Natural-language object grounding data

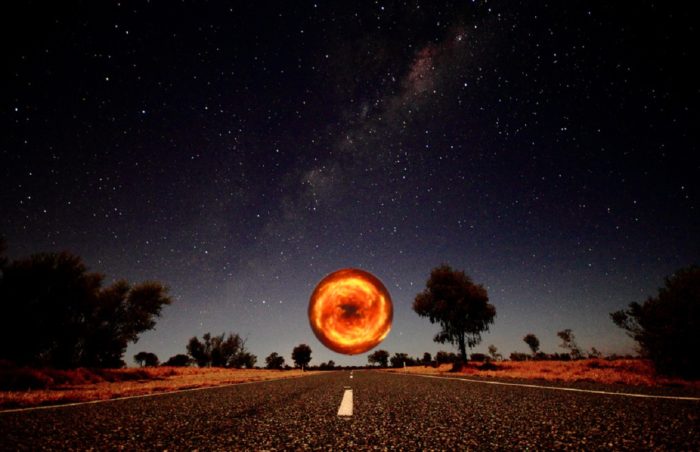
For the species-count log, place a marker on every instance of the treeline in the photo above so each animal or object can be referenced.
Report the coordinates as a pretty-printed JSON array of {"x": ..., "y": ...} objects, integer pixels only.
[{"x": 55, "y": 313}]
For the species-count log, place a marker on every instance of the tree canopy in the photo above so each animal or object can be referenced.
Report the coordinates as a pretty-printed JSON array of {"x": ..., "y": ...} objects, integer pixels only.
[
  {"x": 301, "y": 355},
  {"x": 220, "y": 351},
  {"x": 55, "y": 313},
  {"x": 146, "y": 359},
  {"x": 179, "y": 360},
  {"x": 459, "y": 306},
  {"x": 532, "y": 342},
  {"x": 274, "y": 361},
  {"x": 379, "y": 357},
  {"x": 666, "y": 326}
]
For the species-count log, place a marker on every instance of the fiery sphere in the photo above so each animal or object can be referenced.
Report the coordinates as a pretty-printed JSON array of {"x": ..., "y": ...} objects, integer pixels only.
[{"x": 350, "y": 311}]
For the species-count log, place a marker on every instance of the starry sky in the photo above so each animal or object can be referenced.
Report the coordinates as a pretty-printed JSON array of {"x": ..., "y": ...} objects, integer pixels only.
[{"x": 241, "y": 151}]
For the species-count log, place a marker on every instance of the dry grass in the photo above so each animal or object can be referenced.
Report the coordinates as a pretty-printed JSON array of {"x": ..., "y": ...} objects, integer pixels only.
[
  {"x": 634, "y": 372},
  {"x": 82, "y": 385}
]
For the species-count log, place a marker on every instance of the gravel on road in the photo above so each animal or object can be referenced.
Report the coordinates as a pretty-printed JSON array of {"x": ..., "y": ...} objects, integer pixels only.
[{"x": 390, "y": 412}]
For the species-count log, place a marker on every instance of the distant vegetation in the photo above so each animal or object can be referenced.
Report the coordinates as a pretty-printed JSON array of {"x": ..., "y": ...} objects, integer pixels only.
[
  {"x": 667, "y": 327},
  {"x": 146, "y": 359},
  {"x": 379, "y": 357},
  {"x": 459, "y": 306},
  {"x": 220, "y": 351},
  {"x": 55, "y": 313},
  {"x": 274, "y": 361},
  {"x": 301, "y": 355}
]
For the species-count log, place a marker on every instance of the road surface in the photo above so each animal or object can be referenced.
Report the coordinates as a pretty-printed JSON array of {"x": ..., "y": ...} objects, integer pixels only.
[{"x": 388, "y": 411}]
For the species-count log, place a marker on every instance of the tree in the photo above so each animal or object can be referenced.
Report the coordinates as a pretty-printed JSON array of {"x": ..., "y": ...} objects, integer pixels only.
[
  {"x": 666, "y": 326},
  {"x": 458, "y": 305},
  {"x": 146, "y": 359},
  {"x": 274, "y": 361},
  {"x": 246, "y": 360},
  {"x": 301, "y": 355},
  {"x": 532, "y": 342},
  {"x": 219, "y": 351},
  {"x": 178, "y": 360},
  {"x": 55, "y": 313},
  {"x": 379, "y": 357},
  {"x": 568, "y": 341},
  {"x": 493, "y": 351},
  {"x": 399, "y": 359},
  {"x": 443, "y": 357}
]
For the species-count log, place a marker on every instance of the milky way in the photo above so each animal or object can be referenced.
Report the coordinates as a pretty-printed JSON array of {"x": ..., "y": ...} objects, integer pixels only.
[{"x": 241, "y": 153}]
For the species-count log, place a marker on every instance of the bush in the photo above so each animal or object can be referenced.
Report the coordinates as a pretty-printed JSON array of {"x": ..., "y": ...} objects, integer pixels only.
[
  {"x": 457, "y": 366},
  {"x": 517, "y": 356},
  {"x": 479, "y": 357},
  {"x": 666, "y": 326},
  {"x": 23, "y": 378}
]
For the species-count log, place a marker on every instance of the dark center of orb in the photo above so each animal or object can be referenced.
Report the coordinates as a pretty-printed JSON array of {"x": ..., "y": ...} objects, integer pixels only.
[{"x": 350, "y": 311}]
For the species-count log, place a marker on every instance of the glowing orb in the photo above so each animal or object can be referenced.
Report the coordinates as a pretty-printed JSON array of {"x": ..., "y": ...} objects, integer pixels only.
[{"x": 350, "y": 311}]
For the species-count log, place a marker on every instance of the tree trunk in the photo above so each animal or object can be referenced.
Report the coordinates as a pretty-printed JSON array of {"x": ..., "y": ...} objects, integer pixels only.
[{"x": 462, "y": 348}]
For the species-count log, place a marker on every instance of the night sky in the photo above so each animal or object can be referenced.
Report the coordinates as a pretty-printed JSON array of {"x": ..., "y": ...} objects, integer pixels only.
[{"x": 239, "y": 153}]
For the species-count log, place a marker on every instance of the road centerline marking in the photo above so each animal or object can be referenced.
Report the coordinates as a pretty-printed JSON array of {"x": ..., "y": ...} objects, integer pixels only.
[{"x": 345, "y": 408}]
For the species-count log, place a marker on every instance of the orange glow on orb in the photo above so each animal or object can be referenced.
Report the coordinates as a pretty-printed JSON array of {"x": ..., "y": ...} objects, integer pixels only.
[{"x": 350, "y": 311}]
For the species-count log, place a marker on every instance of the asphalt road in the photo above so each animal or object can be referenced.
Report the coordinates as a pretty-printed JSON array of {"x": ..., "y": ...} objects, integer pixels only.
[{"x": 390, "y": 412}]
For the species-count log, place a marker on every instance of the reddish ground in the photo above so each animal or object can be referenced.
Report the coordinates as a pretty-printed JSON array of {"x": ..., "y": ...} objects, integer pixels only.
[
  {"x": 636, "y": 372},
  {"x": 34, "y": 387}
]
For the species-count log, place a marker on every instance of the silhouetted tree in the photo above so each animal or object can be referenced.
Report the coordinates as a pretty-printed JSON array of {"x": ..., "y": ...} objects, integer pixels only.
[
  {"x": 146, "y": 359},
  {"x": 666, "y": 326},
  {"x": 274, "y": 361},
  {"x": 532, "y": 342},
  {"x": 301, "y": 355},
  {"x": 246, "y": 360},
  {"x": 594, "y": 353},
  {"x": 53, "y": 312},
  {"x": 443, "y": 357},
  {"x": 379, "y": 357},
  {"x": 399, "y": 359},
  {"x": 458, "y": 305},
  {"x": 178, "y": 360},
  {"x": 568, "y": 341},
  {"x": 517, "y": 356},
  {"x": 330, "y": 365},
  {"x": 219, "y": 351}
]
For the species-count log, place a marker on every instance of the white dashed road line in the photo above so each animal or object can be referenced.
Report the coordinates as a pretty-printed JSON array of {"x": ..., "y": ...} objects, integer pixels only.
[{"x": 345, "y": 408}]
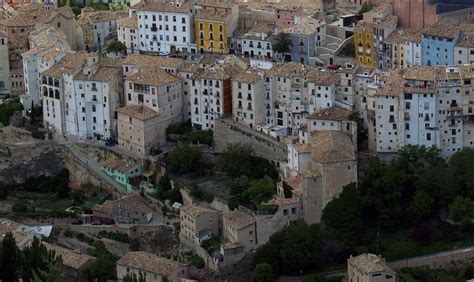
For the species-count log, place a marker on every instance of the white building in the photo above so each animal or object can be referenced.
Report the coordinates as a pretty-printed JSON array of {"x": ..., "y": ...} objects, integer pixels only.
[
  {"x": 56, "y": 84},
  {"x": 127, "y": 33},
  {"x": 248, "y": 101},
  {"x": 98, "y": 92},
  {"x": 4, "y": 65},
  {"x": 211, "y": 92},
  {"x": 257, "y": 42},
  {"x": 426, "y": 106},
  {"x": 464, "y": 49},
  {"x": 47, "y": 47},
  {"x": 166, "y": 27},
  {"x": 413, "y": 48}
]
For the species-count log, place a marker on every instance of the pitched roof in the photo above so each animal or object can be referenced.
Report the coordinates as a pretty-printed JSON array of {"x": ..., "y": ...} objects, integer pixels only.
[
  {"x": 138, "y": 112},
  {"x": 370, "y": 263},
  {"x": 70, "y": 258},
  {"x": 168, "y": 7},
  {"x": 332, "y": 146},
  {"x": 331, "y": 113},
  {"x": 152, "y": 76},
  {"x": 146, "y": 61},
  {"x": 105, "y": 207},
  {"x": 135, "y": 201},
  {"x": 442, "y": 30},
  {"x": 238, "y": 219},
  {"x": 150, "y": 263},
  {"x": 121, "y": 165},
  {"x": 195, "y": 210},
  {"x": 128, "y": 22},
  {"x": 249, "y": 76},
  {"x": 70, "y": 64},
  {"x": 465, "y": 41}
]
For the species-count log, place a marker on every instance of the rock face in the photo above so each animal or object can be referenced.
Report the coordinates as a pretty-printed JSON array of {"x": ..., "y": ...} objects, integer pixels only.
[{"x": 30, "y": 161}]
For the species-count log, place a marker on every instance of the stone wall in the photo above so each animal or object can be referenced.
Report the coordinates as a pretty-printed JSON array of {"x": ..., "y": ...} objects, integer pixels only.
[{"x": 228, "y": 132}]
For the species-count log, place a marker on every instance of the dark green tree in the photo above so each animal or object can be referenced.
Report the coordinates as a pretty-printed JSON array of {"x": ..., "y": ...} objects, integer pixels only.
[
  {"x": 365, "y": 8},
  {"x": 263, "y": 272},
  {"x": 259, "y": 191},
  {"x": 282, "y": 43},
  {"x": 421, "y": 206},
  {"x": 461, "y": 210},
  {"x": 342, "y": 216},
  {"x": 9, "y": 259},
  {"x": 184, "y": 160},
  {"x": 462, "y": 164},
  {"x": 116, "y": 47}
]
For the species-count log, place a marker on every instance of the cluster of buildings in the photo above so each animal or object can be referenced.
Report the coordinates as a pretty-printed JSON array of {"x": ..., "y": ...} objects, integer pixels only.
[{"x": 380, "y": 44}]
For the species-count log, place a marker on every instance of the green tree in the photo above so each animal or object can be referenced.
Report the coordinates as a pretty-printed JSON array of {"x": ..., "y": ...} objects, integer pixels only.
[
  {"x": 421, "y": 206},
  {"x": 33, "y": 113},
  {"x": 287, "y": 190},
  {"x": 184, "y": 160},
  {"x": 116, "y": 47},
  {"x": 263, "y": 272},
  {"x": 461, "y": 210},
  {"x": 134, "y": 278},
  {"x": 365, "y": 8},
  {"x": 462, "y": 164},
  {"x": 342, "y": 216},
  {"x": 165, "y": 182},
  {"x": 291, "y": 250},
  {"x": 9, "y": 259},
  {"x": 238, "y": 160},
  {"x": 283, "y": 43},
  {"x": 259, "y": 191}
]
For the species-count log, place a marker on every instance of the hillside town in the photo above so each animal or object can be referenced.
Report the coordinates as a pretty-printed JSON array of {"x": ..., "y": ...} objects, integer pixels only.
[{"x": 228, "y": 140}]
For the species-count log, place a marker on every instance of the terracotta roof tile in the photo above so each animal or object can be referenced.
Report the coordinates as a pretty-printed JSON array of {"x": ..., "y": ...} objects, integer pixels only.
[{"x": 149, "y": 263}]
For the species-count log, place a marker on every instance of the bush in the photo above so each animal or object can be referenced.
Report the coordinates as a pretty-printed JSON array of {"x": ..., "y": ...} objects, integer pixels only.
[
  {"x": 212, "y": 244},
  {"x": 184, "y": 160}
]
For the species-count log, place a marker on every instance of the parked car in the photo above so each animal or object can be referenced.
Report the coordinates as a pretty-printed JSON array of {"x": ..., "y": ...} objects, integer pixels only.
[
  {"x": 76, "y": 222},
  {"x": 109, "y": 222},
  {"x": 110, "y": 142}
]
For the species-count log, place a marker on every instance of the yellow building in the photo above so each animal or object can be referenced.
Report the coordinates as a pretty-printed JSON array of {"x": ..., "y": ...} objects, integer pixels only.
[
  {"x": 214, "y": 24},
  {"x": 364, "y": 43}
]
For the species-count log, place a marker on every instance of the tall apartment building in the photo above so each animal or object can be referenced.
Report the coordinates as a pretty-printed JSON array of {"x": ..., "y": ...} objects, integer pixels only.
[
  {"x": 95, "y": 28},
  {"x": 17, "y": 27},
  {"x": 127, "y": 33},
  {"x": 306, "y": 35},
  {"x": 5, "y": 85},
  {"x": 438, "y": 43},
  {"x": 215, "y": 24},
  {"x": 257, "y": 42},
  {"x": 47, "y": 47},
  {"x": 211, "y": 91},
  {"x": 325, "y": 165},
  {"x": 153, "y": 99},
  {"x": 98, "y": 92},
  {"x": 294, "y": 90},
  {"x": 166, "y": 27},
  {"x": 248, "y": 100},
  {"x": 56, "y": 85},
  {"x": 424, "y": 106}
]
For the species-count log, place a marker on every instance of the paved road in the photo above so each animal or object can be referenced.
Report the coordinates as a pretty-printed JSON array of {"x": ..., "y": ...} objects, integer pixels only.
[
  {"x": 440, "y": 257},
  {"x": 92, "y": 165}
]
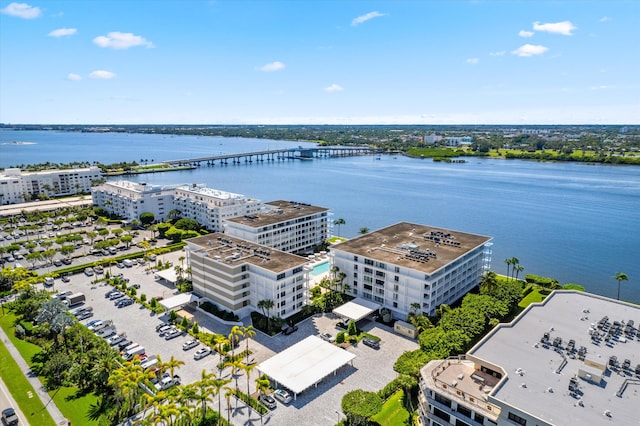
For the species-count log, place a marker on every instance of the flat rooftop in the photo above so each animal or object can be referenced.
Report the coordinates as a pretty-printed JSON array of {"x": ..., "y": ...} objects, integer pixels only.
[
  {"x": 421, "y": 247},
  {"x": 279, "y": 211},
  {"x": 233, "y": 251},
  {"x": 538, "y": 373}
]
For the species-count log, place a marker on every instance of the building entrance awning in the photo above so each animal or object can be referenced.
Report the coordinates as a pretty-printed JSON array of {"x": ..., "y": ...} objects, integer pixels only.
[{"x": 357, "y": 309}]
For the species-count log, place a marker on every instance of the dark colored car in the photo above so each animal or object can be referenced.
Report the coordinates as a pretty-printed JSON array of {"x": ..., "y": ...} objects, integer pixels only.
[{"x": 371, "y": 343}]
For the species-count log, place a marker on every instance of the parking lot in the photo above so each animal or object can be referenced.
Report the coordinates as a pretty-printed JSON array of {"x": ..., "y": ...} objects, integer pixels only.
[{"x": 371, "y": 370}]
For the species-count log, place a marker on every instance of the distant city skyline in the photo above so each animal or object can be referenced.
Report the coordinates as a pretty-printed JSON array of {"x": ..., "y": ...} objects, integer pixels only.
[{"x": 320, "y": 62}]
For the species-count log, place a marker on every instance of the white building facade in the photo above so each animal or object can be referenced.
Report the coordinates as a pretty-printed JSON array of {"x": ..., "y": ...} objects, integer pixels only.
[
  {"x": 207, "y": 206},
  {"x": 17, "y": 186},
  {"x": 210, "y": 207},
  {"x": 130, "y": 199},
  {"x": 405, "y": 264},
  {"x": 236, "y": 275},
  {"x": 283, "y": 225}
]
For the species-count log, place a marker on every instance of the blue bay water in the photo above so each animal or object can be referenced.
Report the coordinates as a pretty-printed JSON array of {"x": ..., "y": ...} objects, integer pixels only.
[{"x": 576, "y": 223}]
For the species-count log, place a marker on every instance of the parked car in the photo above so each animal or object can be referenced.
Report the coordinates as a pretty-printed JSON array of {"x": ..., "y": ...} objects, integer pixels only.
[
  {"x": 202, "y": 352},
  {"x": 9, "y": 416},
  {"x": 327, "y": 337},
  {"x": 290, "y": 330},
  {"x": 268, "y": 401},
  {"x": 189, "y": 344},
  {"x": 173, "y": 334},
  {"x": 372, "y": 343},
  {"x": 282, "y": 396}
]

Exercise prompt:
For this exercise, gather every line of the data that contains the word "distant".

Answer:
For the species-count log, place a marker on every instance of the distant vegetation in the photo above so each animal or object can be referenced.
For the species-count log, place a marker on every instance of the distant city skyline in the photo above so each animal or object can be referenced.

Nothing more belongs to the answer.